**What you have to do**
Leave out the pictures. Return every record otherwise untouched.

**Data extracts**
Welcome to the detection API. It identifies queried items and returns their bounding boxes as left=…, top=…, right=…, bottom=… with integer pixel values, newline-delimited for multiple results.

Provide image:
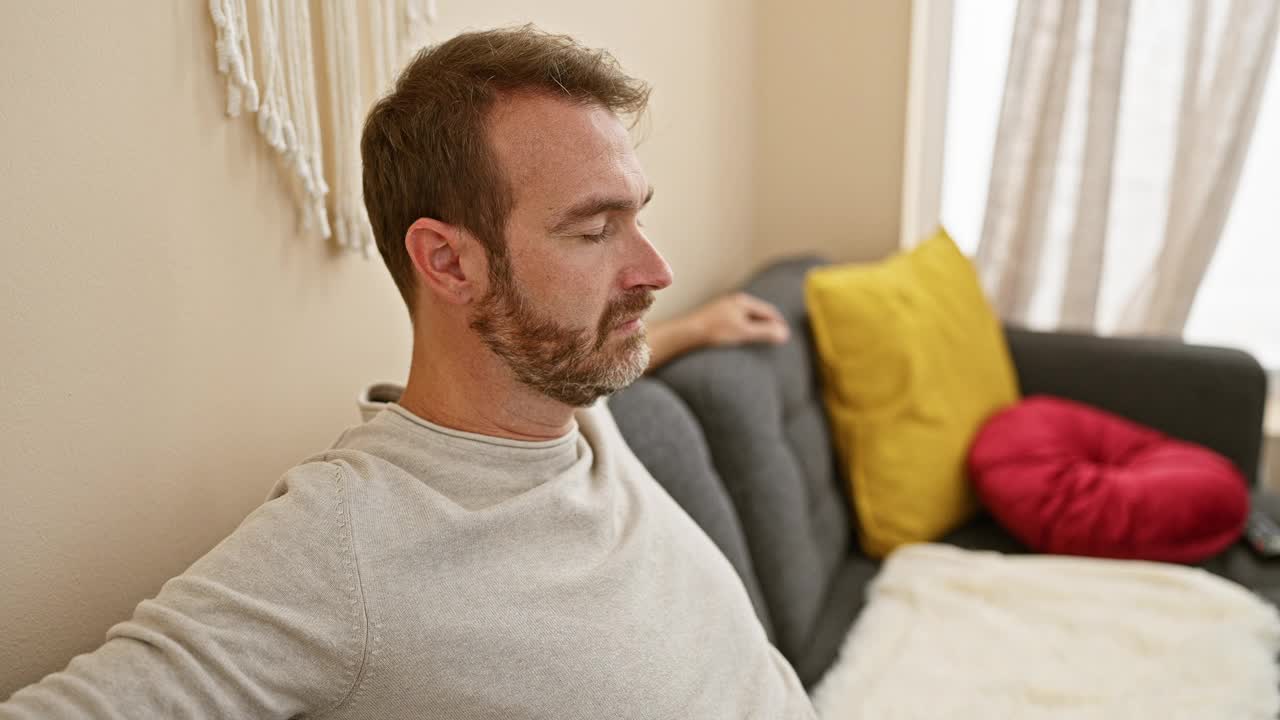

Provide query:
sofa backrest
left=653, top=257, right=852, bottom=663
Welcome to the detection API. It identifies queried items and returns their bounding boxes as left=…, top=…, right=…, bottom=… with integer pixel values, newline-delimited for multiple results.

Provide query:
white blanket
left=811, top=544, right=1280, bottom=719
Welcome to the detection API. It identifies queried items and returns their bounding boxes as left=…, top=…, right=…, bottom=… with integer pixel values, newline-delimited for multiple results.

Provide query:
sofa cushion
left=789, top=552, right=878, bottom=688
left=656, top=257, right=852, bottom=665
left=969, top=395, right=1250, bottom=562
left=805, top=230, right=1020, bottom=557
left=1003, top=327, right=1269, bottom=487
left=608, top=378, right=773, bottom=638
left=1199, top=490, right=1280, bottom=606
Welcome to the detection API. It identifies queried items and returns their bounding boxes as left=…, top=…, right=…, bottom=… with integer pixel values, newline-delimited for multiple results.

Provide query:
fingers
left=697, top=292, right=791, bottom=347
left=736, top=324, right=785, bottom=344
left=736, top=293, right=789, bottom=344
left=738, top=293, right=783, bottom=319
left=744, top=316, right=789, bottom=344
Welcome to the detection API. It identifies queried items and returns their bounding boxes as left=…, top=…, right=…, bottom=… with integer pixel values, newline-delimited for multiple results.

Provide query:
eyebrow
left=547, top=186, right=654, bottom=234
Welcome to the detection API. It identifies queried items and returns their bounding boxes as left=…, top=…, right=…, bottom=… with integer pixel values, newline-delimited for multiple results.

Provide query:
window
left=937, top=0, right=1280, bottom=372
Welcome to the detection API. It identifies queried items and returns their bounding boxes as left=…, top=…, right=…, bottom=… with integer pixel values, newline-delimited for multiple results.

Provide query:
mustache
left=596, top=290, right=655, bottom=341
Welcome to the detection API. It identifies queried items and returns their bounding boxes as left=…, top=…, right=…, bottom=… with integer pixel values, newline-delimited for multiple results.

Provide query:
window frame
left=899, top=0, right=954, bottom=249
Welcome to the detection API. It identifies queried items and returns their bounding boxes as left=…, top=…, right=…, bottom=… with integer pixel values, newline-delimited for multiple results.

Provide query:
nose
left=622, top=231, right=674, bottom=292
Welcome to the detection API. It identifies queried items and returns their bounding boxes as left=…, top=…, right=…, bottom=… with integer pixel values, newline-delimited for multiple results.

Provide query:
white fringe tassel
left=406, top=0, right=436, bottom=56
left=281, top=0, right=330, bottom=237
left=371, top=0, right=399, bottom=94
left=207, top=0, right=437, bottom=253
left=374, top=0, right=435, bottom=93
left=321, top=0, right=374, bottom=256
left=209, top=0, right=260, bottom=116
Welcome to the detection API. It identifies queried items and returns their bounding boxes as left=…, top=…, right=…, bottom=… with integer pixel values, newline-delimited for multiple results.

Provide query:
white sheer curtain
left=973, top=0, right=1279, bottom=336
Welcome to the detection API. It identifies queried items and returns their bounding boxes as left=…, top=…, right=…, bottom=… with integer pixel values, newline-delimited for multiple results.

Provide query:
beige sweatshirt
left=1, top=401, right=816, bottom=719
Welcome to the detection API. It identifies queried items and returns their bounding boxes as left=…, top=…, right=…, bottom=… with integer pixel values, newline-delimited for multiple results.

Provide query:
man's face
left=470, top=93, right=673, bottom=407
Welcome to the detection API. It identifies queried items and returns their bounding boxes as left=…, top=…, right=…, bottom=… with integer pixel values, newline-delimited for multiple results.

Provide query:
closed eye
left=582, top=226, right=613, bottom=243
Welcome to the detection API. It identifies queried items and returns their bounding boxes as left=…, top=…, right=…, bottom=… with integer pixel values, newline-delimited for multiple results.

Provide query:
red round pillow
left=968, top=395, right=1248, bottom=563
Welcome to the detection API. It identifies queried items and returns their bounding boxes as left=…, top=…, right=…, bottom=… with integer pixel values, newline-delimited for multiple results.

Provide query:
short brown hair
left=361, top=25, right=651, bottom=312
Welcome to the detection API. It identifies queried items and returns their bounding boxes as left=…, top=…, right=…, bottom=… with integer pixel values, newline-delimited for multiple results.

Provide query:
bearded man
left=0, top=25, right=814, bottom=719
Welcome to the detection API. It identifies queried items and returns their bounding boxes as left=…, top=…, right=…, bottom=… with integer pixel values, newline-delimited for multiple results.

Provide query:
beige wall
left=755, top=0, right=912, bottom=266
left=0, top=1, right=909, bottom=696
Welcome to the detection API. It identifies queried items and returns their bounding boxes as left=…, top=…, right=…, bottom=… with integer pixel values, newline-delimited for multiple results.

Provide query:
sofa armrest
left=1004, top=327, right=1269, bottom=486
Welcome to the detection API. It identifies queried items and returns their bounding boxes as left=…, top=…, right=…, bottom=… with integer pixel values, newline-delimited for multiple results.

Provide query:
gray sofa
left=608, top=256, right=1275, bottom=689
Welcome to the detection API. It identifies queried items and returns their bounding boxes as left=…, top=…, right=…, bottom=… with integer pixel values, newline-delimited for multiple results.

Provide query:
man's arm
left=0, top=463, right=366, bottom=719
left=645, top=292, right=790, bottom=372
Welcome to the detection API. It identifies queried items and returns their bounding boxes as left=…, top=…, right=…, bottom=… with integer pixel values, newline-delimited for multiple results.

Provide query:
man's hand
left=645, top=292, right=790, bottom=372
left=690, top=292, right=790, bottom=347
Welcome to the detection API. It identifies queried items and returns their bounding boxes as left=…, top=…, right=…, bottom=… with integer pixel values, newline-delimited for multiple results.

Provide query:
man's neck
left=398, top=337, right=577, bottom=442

**Task output**
Welcome to the detection API. It identifies queried items and returns their bounding boxes as left=…, top=…, right=…, bottom=… with integer pixel values, newline-delimited for multiple results.

Provide image:

Provide query:
sofa backrest
left=653, top=257, right=852, bottom=663
Welcome to the detection API. It identifies queried items and returns their bounding boxes as left=…, top=…, right=…, bottom=… with integer pixel values, newline-delimited for multiple results.

Provide query:
white blanket
left=811, top=544, right=1280, bottom=719
Welcome to the detection API. It identifies queried items and returns their bounding boxes as left=…, top=…, right=…, bottom=… with integer pixel values, newline-delimited for multiple results.

Provide query:
sofa cushion
left=789, top=552, right=878, bottom=688
left=656, top=257, right=852, bottom=665
left=969, top=395, right=1250, bottom=562
left=805, top=230, right=1020, bottom=557
left=1003, top=327, right=1269, bottom=487
left=608, top=378, right=773, bottom=638
left=1199, top=490, right=1280, bottom=606
Welcome to the detection API. It identifies queried items and returns their bounding boxes as left=…, top=…, right=…, bottom=… with integer pixel values, newline-delimited for multiple results.

Provide query:
fingers
left=697, top=292, right=791, bottom=347
left=736, top=324, right=785, bottom=344
left=736, top=293, right=789, bottom=344
left=738, top=293, right=783, bottom=319
left=744, top=316, right=789, bottom=344
Welcome to the detection API. It identifies queried items and returns their bounding boxes as left=…, top=…, right=…, bottom=… with integer pixel values, newline-delimited for multiple results.

Provide query:
eyebrow
left=547, top=186, right=654, bottom=234
Welcome to the detection API. It identifies queried items and returns their bounding boxes as left=…, top=…, right=…, bottom=… with integer pixel values, newline-delimited for multiple results.

Provide query:
window
left=937, top=0, right=1280, bottom=372
Welcome to the detection API. It identifies queried items and returns their bounding boxes as left=…, top=…, right=…, bottom=… with integer pixel values, newline-delimited for multiple results.

Provide query:
mustache
left=596, top=290, right=655, bottom=341
Welcome to the detection API. It identifies queried items and returns their bounding boxes as left=…, top=…, right=…, bottom=… with integer pixel values, newline-delimited for multiple results.

Provide query:
window frame
left=899, top=0, right=954, bottom=249
Welcome to the detection API. It identifies queried items and returns their bounding boxes as left=…, top=…, right=…, bottom=… with integer pixel values, newline-delimited for multiple results.

Provide query:
nose
left=622, top=231, right=674, bottom=292
Welcome to the detection API. It identifies queried items and returns their bounding boxes as left=…, top=…, right=…, bottom=… with integer pixel values, newline-delimited for multiple results.

Provide query:
white fringe tassel
left=406, top=0, right=436, bottom=56
left=281, top=0, right=330, bottom=237
left=371, top=0, right=399, bottom=94
left=207, top=0, right=437, bottom=253
left=374, top=0, right=435, bottom=93
left=321, top=0, right=374, bottom=256
left=209, top=0, right=260, bottom=116
Welcome to the detection API. It identifies queried items and returns their bounding boxes as left=…, top=…, right=…, bottom=… with integer pixel values, newline-delimited for multiple results.

Provide query:
white sheer curtain
left=973, top=0, right=1279, bottom=336
Welcome to the detection API. It identifies queried items and returns their bounding boxes as left=…, top=…, right=…, bottom=… with integer pixel values, newline-delimited for multiple results.

Provide query:
beige sweatshirt
left=1, top=401, right=816, bottom=719
Welcome to the detection API. It identifies queried items and returns their bounding boxes as left=…, top=…, right=…, bottom=… with integer pixel values, newline-delimited for multiple results.

Provide query:
man's face
left=470, top=93, right=673, bottom=407
Welcome to the detection API. It identifies queried items and returns their bounding boxes as left=…, top=…, right=…, bottom=… with integer pixel values, newline-delimited for multiple results.

Provide query:
closed eye
left=582, top=226, right=613, bottom=243
Welcome to the detection API. It identifies queried items and returns their bounding boxes as left=…, top=…, right=…, bottom=… with integer pixel values, newline-delimited for multiple results.

Provide query:
red round pillow
left=968, top=395, right=1248, bottom=563
Welcome to the detection API. It identifies queried items and returns their bounding boxes as left=…, top=…, right=…, bottom=… with integer pixel values, newline-delimited for multiple results.

Provide query:
short brown hair
left=361, top=25, right=651, bottom=312
Welcome to the detection API. It identifies queried items and returns their bounding boxes as left=…, top=…, right=…, bottom=… with integer pixel values, newline-delimited for multiple results.

Provide query:
bearded man
left=0, top=25, right=814, bottom=719
Welcome to the detection API. It identifies queried items and returns their bounding boxes as left=…, top=…, right=…, bottom=… with integer pixel values, newline-delimited for multiple results.

Provide query:
beige wall
left=755, top=0, right=912, bottom=266
left=0, top=1, right=909, bottom=696
Welcome to the detection API. It identifies queried items and returns their bounding boxes as left=…, top=…, right=…, bottom=… with integer pixel values, newline-delimited for multiple results.

Provide query:
sofa armrest
left=1004, top=327, right=1269, bottom=486
Welcome to the detection API. It identifies queried items and returns their bounding boxes as left=…, top=…, right=…, bottom=… with integer pixel values, newline-delimited for multiple results.

Provide query:
gray sofa
left=608, top=256, right=1275, bottom=689
Welcome to the detection API. It identifies queried items and returns their bounding boxes as left=…, top=…, right=…, bottom=… with integer pixel values, newline-delimited for multiple results.

Provide query:
man's arm
left=0, top=463, right=366, bottom=719
left=645, top=292, right=790, bottom=372
Welcome to the detection API. It identifies queried items and returns their bounding boxes as left=…, top=…, right=…, bottom=… with integer pixel values, newline-delimited for multiple results.

Provide query:
man's hand
left=645, top=292, right=790, bottom=372
left=690, top=292, right=790, bottom=347
Welcome to the detection API. It identifies queried items and returns their bounding boxes as left=…, top=…, right=…, bottom=… with integer pixel values, newline-delimited for multiple results.

Provide query:
man's neck
left=398, top=337, right=577, bottom=442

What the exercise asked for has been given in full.